YOUR INSTRUCTIONS >> Search the material below for the string "large" and list each line that holds it.

TASK INPUT >>
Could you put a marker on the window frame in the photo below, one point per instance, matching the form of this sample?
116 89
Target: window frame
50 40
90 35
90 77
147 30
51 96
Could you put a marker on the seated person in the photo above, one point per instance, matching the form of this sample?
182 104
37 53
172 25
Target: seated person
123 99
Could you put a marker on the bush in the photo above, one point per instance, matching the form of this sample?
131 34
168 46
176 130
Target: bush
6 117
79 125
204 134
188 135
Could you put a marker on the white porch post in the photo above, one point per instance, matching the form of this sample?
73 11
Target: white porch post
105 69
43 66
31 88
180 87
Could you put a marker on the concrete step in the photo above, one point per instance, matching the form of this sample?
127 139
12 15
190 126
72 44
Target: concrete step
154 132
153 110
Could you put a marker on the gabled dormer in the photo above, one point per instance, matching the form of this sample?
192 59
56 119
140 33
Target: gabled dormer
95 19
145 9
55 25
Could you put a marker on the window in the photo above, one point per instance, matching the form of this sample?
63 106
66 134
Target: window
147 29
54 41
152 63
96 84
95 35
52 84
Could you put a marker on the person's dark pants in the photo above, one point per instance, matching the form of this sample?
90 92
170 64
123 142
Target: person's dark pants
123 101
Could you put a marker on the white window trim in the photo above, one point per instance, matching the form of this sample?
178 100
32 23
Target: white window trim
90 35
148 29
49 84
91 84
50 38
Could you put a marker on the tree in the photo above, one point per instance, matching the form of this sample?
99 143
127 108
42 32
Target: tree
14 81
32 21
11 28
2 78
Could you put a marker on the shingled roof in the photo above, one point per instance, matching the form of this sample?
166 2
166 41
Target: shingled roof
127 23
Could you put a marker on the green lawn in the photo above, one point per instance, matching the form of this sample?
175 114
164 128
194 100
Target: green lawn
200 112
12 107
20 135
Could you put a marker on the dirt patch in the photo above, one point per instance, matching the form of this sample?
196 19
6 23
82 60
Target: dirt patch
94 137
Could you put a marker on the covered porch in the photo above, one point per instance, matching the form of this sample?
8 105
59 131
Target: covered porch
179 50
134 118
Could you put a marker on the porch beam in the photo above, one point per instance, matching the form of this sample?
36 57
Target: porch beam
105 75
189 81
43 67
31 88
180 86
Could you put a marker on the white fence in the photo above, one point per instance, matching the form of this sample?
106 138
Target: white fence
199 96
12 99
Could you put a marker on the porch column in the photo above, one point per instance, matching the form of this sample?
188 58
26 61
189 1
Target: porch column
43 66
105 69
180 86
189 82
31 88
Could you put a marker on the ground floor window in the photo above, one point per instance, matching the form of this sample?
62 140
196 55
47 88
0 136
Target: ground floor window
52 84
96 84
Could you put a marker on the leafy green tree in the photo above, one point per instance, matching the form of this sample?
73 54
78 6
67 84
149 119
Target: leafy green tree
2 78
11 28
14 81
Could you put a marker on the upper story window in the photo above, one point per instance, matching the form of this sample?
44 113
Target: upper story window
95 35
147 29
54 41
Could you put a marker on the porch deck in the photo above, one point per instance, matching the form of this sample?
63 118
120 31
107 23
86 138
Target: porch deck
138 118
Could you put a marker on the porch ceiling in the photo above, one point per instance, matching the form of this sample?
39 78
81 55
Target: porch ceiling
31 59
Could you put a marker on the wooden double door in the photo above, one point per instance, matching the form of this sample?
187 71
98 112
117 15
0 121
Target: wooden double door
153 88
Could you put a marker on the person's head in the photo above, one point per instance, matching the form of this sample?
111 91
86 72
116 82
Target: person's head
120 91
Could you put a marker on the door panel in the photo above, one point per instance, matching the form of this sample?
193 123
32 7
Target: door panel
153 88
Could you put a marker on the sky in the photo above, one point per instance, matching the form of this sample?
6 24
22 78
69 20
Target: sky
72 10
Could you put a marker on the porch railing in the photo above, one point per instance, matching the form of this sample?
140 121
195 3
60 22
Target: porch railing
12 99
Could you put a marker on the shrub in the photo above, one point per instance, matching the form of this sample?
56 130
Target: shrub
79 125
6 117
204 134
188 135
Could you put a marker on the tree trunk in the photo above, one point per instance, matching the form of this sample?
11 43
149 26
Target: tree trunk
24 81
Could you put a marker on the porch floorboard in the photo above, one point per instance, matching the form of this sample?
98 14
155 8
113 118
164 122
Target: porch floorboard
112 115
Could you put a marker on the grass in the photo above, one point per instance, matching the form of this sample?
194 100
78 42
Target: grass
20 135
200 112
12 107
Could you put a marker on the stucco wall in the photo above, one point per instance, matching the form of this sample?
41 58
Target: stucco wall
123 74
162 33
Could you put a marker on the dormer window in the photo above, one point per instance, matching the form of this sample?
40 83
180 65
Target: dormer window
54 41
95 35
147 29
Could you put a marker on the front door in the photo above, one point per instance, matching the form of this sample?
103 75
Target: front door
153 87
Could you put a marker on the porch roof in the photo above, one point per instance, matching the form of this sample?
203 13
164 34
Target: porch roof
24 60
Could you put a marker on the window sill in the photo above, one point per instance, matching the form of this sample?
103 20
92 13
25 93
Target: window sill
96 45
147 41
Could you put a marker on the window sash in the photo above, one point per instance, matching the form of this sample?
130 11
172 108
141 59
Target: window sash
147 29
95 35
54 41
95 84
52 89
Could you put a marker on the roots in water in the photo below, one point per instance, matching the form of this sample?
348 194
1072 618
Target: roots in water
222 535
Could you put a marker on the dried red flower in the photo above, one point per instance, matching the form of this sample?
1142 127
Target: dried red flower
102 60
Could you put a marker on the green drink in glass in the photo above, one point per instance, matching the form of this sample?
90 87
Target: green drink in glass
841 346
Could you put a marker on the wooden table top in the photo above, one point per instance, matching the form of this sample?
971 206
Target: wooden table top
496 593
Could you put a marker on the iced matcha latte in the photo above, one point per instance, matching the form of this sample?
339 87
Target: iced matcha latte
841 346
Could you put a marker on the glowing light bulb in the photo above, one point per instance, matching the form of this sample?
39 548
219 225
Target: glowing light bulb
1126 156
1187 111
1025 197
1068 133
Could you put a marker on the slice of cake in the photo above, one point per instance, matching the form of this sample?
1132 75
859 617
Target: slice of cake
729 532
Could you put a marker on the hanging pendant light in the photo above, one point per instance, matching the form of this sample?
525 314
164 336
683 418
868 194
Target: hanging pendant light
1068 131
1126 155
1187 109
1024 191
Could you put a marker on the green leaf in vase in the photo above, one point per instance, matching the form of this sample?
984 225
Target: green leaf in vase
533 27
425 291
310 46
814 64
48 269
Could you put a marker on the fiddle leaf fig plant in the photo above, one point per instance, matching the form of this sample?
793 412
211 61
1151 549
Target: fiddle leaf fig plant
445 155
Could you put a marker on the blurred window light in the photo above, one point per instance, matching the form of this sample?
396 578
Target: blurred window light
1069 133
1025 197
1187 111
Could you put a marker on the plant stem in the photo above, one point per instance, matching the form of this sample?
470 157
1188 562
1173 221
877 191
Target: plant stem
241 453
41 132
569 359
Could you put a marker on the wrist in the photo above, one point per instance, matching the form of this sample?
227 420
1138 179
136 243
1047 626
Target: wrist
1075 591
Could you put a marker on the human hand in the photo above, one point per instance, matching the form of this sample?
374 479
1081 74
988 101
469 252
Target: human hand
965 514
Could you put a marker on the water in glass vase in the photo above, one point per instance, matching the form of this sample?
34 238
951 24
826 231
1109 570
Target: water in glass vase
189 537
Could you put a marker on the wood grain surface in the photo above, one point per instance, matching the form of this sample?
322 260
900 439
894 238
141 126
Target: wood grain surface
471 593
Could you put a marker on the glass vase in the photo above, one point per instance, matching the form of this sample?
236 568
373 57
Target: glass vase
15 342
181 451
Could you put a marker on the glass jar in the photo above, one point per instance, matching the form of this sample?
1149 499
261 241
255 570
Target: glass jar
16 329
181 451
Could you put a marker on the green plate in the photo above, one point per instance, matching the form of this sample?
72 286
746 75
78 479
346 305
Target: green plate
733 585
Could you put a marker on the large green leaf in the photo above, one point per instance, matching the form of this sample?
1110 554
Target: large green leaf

SOLUTION >>
Could you put a marker on the large green leaf in the photo above, one point per instance, matching the form of this sample?
Target: large green leaf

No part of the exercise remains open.